## AUFGABE A
Stelle alles in der Auflistung von der Zeile mit „bbox: background tree“ bis hinunter zu ihrem Ende als Markdown-Tabelle mit den Spalten „Nr.“ und „Zeile“ dar. Leerzeilen fallen weg.

Jede persönliche Begegnung mit Jesus ist eine überwältigende Erfahrung der Liebe. Früher, wie Paulus selber eingesteht, hat er die Kirche Gottes maßlos verfolgt und versucht, sie zu zerstören (vgl. Ga 1,13). Aber der Haß und die Wut, die in diesen Worten zum Ausdruck kommen, wurden durch die Macht der Liebe Christi völlig weggefegt. Für den Rest seines Lebens hatte Paulus das brennende Verlangen, die Botschaft dieser Liebe bis an die Enden der Erde zu tragen.

Vielleicht wird mancher von euch mir sagen, der heilige Paulus sei oft streng in seinen Schriften. Wie kann ich dann behaupten, daß er die Botschaft der Liebe verbreitet hat? Meine Antwort ist diese: Gott liebt jeden von uns mit einer Tiefe und Intensität, die wir uns kaum vorstellen können. Und er kennt uns von Grund auf, er kennt alle unsere Stärken und Schwächen. Weil er uns so sehr liebt, möchte er uns von unseren Fehlern reinigen und unsere Tugenden formen, damit wir das Leben in Fülle haben können. Wenn er uns prüft, weil etwas in unserem Leben ihm nicht gefällt, verwirft er uns nicht, sondern lädt uns ein, uns zu ändern und vollkommener zu werden. Das verlangte er auch von Paulus auf der Straße nach Damaskus. Gott weist keinen zurück. Und auch die Kirche weist keinen zurück. Allerdings prüft Gott in seiner großen Liebe jeden von uns, auf daß wir uns ändern und vollkommener werden.

Der heilige Johannes versichert uns, daß die vollkommene Liebe die Furcht vertreibt (vgl. 1Jn 4,18). Daher sage ich zu euch allen: „Fürchtet euch nicht!“ Wie oft hören wir diese Worte in der Bibel! Der Engel sagt sie zu Maria während der Verkündigung; Jesus richtet sie an Petrus, als er ihn zum Jünger beruft; und ein Engel vertraut sie Paulus kurz vor dem Schiffbruch an. Euch allen, die ihr Christus als Eheleute, als Eltern, als Priester, als Ordensleute oder als Laien folgen möchtet, indem ihr die Botschaft des Evangeliums in die Welt tragt, rufe ich zu: Fürchtet euch nicht! Ihr werdet sehr wohl auf Widerstand gegen die Frohe Botschaft stoßen. Die heutige Kultur verbreitet wie jede Kultur Ideen und Werte, die manchmal mit jenen von unserem Herrn Jesus Christus gelebten und verkündeten nicht übereinstimmen. Sie werden oft mit großer Überredungskunst dargeboten und durch die Medien wie auch durch den sozialen Druck von Gruppen verstärkt, die dem christlichen Glauben feindlich gegenüberstehen. Wenn wir jung und leicht zu beeinflussen sind, lassen wir uns von unseren Altersgenossen einfach mitreißen und übernehmen Vorstellungen und Werte, von denen wir wissen, daß sie nicht das sind, was der Herr wirklich für uns will. Daher sage ich euch: Fürchtet euch nicht, sondern freut euch über seine Liebe zu euch; vertraut ihm, antwortet auf seinen Ruf, seine Jünger zu sein, und findet Nahrung und geistliche Heilung in den Sakramenten der Kirche.

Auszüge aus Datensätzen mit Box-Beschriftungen
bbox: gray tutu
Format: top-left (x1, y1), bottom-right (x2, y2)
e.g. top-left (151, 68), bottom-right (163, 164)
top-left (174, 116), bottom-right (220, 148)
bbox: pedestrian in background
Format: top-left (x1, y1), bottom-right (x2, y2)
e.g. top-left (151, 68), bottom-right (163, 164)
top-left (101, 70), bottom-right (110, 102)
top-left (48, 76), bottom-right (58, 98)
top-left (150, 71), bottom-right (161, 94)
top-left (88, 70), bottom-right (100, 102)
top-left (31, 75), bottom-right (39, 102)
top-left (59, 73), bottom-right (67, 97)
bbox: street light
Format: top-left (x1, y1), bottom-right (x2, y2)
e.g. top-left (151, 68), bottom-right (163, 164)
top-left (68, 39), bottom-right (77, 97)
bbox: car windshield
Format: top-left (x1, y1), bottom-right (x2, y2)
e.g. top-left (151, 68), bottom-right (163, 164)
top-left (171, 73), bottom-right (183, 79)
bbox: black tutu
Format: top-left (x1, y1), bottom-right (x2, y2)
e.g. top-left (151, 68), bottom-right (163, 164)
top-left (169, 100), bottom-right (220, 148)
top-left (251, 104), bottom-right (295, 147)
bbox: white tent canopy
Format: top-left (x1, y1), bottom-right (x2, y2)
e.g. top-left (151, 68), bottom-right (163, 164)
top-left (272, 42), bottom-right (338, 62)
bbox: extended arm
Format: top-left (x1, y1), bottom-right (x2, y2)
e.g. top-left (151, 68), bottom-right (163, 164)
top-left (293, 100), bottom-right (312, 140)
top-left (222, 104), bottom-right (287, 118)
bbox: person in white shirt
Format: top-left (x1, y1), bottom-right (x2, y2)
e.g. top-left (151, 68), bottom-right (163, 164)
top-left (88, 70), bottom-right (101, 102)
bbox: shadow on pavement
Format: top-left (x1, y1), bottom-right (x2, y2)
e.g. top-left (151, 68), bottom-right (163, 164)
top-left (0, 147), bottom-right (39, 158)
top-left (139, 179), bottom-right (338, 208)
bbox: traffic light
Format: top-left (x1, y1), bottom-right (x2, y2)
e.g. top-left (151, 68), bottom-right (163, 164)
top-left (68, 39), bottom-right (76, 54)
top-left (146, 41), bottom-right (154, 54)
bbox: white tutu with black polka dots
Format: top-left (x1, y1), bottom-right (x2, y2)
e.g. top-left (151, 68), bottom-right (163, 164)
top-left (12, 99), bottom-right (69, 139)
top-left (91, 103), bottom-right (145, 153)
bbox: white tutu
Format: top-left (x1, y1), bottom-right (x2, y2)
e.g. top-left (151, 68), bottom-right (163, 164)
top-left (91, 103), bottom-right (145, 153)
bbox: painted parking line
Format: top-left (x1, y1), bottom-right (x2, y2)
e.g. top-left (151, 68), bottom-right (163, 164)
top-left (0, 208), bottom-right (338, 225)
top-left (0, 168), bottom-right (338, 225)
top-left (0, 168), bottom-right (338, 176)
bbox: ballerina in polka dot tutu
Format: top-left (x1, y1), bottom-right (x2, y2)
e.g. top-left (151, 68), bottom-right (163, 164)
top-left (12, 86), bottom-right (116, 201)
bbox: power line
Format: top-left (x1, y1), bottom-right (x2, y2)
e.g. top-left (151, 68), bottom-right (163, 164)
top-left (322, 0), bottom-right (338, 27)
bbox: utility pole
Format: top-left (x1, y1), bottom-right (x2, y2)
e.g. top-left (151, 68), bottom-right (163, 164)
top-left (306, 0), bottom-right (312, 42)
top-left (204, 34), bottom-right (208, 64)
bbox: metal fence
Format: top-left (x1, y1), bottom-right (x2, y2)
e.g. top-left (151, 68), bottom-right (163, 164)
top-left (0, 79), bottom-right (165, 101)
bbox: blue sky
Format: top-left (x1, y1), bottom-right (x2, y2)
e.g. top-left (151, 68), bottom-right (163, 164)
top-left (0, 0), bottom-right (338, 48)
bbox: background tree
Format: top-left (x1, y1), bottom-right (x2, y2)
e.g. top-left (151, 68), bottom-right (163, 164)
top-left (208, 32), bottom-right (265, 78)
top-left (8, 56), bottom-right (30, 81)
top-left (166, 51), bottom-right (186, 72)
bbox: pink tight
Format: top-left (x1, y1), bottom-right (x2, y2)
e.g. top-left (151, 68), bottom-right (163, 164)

## AUFGABE B
Kopiere aus dem Quelltext alles von „Vielleicht wird mancher“ bis hinunter zu „und vollkommener werden.“ ohne jede Änderung.

## LÖSUNG A
| Nr. | Zeile |
|---|---|
| 1 | bbox: background tree |
| 2 | Format: top-left (x1, y1), bottom-right (x2, y2) |
| 3 | e.g. top-left (151, 68), bottom-right (163, 164) |
| 4 | top-left (208, 32), bottom-right (265, 78) |
| 5 | top-left (8, 56), bottom-right (30, 81) |
| 6 | top-left (166, 51), bottom-right (186, 72) |
| 7 | bbox: pink tight |
| 8 | Format: top-left (x1, y1), bottom-right (x2, y2) |
| 9 | e.g. top-left (151, 68), bottom-right (163, 164) |

## LÖSUNG B
Vielleicht wird mancher von euch mir sagen, der heilige Paulus sei oft streng in seinen Schriften. Wie kann ich dann behaupten, daß er die Botschaft der Liebe verbreitet hat? Meine Antwort ist diese: Gott liebt jeden von uns mit einer Tiefe und Intensität, die wir uns kaum vorstellen können. Und er kennt uns von Grund auf, er kennt alle unsere Stärken und Schwächen. Weil er uns so sehr liebt, möchte er uns von unseren Fehlern reinigen und unsere Tugenden formen, damit wir das Leben in Fülle haben können. Wenn er uns prüft, weil etwas in unserem Leben ihm nicht gefällt, verwirft er uns nicht, sondern lädt uns ein, uns zu ändern und vollkommener zu werden. Das verlangte er auch von Paulus auf der Straße nach Damaskus. Gott weist keinen zurück. Und auch die Kirche weist keinen zurück. Allerdings prüft Gott in seiner großen Liebe jeden von uns, auf daß wir uns ändern und vollkommener werden.